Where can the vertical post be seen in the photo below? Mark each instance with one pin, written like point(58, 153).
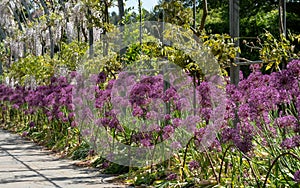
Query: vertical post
point(140, 12)
point(91, 35)
point(194, 14)
point(282, 17)
point(234, 28)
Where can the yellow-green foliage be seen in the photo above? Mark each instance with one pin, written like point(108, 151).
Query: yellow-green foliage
point(39, 67)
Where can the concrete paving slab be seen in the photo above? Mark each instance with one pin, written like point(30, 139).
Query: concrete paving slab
point(23, 164)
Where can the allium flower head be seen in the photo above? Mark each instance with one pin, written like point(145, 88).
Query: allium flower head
point(193, 165)
point(297, 176)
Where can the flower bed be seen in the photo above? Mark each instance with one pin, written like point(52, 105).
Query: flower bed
point(259, 148)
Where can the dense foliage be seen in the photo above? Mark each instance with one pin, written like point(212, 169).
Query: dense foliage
point(44, 45)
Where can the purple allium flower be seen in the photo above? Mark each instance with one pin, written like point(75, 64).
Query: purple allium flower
point(137, 111)
point(297, 176)
point(31, 124)
point(167, 117)
point(146, 142)
point(286, 121)
point(176, 145)
point(193, 165)
point(24, 134)
point(105, 165)
point(172, 176)
point(74, 124)
point(177, 122)
point(288, 143)
point(101, 77)
point(294, 67)
point(168, 129)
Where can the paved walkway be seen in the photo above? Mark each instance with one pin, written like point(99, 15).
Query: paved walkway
point(23, 164)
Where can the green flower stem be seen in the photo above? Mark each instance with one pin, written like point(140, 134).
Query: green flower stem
point(274, 162)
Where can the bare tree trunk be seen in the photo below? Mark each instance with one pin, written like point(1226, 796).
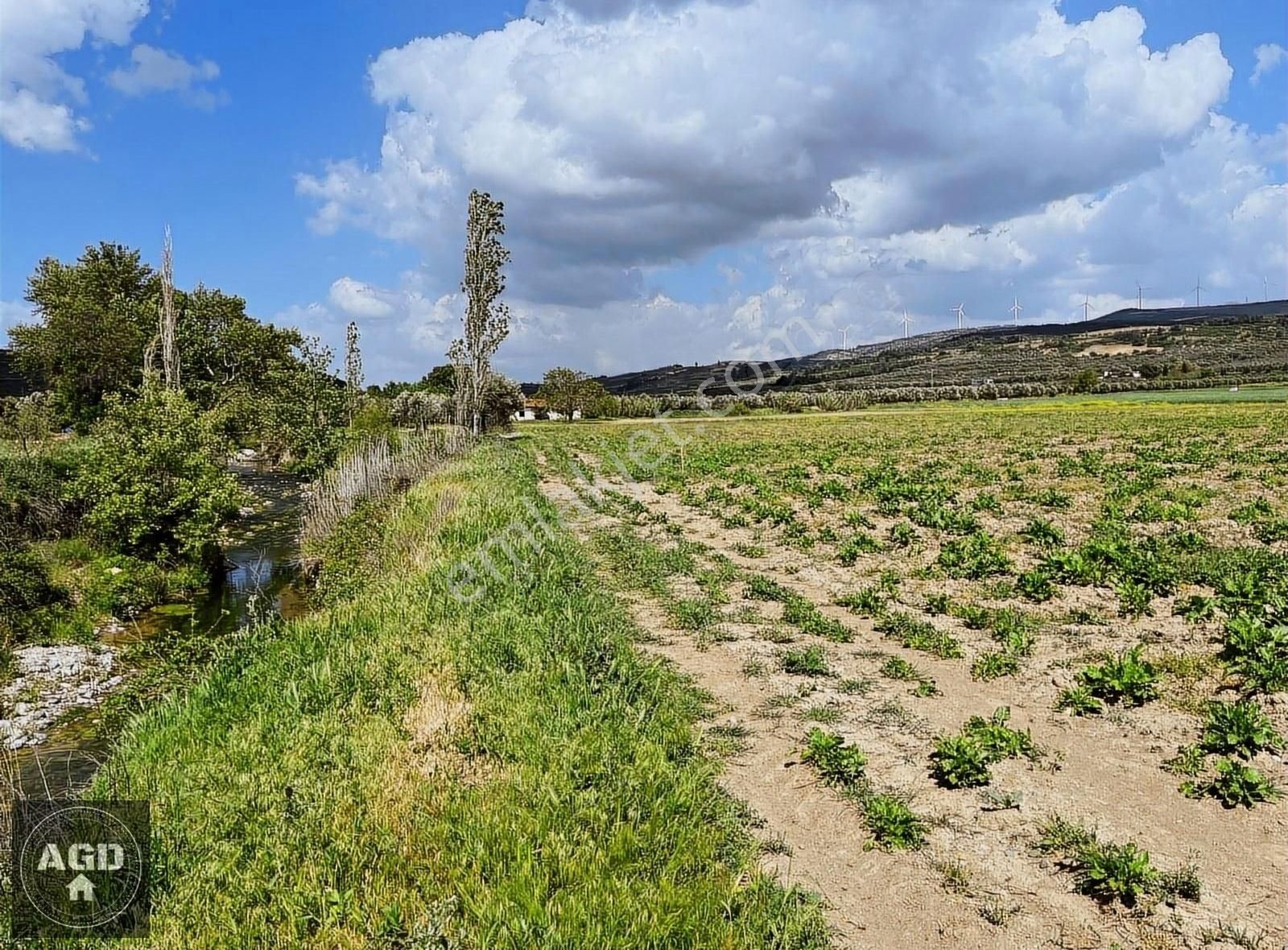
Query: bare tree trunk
point(169, 346)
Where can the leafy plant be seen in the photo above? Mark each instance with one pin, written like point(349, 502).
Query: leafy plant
point(1041, 532)
point(1234, 784)
point(1259, 653)
point(974, 556)
point(836, 762)
point(1125, 679)
point(867, 601)
point(993, 664)
point(893, 824)
point(1241, 729)
point(960, 762)
point(1036, 584)
point(809, 661)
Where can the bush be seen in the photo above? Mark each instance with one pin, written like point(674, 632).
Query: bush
point(25, 587)
point(158, 485)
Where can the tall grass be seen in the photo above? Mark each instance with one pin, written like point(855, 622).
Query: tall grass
point(296, 802)
point(377, 469)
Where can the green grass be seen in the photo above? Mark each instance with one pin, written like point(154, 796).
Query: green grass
point(571, 806)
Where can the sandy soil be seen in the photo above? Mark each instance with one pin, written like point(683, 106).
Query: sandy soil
point(1104, 773)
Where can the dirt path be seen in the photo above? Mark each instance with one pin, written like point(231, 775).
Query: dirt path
point(979, 882)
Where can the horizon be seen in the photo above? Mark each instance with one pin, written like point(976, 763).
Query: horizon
point(732, 188)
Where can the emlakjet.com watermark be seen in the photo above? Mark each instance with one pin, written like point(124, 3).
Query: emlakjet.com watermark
point(80, 869)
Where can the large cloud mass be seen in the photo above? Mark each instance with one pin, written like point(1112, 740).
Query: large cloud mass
point(960, 143)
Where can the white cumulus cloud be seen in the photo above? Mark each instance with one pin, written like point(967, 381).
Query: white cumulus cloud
point(1269, 56)
point(155, 70)
point(38, 97)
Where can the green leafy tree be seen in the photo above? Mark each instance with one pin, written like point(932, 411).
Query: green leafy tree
point(571, 390)
point(502, 399)
point(487, 320)
point(307, 410)
point(158, 485)
point(93, 320)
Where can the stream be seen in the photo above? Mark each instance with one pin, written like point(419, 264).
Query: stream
point(262, 576)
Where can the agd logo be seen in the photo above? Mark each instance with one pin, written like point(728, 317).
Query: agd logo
point(80, 869)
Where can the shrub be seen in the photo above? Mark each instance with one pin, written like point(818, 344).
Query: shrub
point(158, 485)
point(1125, 679)
point(25, 589)
point(1240, 729)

▶ Given problem
Copy the entire listing above line for line, leaving out the pictures.

▶ Output of the task
Where can the vertical post be seen in the photo below? Mark each instance with one pin, written like point(58, 153).
Query: vertical post
point(140, 12)
point(91, 35)
point(194, 14)
point(282, 17)
point(234, 28)
Where can the yellow-green foliage be seen in the photo above? Mark each instance with one pin, written like point(108, 151).
Query: yellow-green foliage
point(39, 67)
Where can the concrete paving slab be seen in the photo above? Mark each instance with one pin, written like point(30, 139).
Query: concrete paving slab
point(23, 164)
Where can the allium flower head be seen in the photo above? Mark each instance with one pin, written like point(145, 88).
Query: allium flower head
point(193, 165)
point(297, 176)
Where can the flower bed be seen in the photo above? Mark each instance with one pin, written like point(52, 105).
Query: flower bed
point(259, 148)
Where can the dense foliage be seen in the photo above? Mark each instance with one pin, written like point(212, 169).
Query: dense foliage
point(44, 45)
Where can the purple allium flower be seen in the photo above? Mark each instance with one pin, written like point(75, 64).
Query: purple allium flower
point(137, 111)
point(297, 176)
point(31, 124)
point(167, 117)
point(146, 142)
point(286, 121)
point(176, 145)
point(193, 165)
point(24, 134)
point(105, 165)
point(172, 176)
point(74, 124)
point(177, 122)
point(288, 143)
point(101, 77)
point(294, 67)
point(168, 129)
Where can the paved walkway be seen in the photo above? Mark each instance with one pin, written like point(99, 15).
Query: paved walkway
point(23, 164)
Where can the green flower stem be seen in the photo above? Mark each instance with one pin, written like point(140, 134).
Query: green flower stem
point(274, 162)
Where can the bare tree trunk be seen in the photo below? Mark each instance with one pin, written like point(1226, 796).
Query: bare tree trunk
point(169, 346)
Where can the leafy plant be seen in the photo above? Mark each instance with one pin, written like point(349, 502).
Query: leafy plant
point(1041, 532)
point(1234, 784)
point(1259, 653)
point(974, 556)
point(836, 762)
point(1125, 679)
point(867, 601)
point(993, 664)
point(893, 824)
point(1241, 729)
point(960, 762)
point(1036, 584)
point(809, 661)
Where can the bush be seen in the photo above? Mark each instance with one pin, written like point(674, 632).
Query: bush
point(25, 587)
point(158, 485)
Where can the tall grass be seen in the photo above? Mark each instance with one pin, written like point(855, 622).
Query: tall grass
point(296, 802)
point(377, 469)
Where can the green grass be seen in the photo above? Mark each instance with one pin, written like point(154, 796).
Query: green grass
point(571, 806)
Where can the sandy soil be seen in the photo above? Mark each instance with one pin, written like point(683, 106).
Query: sandy soil
point(1104, 773)
Where can the dirt path be seen in the photo above? Mark each instance with one pin, written like point(231, 775).
Query: dirt path
point(979, 882)
Where can the horizon be seen in the photo above? Mark each instance with one pin, written like point(976, 763).
Query: horizon
point(732, 188)
Where can the emlakjet.com watermark be seen in the photo above? Mark each instance with one pin, written like point(124, 3).
Query: emlakjet.com watermark
point(80, 869)
Where can the large cloud mass be seen in the photo above? Mark each instance with one pin, written like point(1112, 740).
Query: large cloud mass
point(960, 143)
Where can the white cumulus cloud be seen in the photo above? Mark each instance with one pin, written like point(967, 381).
Query: white cumulus cloud
point(1269, 56)
point(155, 70)
point(38, 97)
Where can the green leafy tree be seen in the photo above? Mark each instance with one pin, written like point(932, 411).
Query: green leafy tree
point(571, 390)
point(502, 399)
point(487, 320)
point(307, 410)
point(158, 485)
point(93, 320)
Where can the stream be seen in the photo above? Mark each instance with one pin, written like point(419, 264).
Query: stream
point(262, 576)
Where can the agd logo be seen in the photo above? Mark each instance with one pin, written like point(728, 317).
Query: agd logo
point(80, 869)
Where can the shrub be seen in the photo above? Mark each instance with one pin, written like point(818, 344).
Query: shrub
point(158, 485)
point(1125, 679)
point(25, 589)
point(1240, 729)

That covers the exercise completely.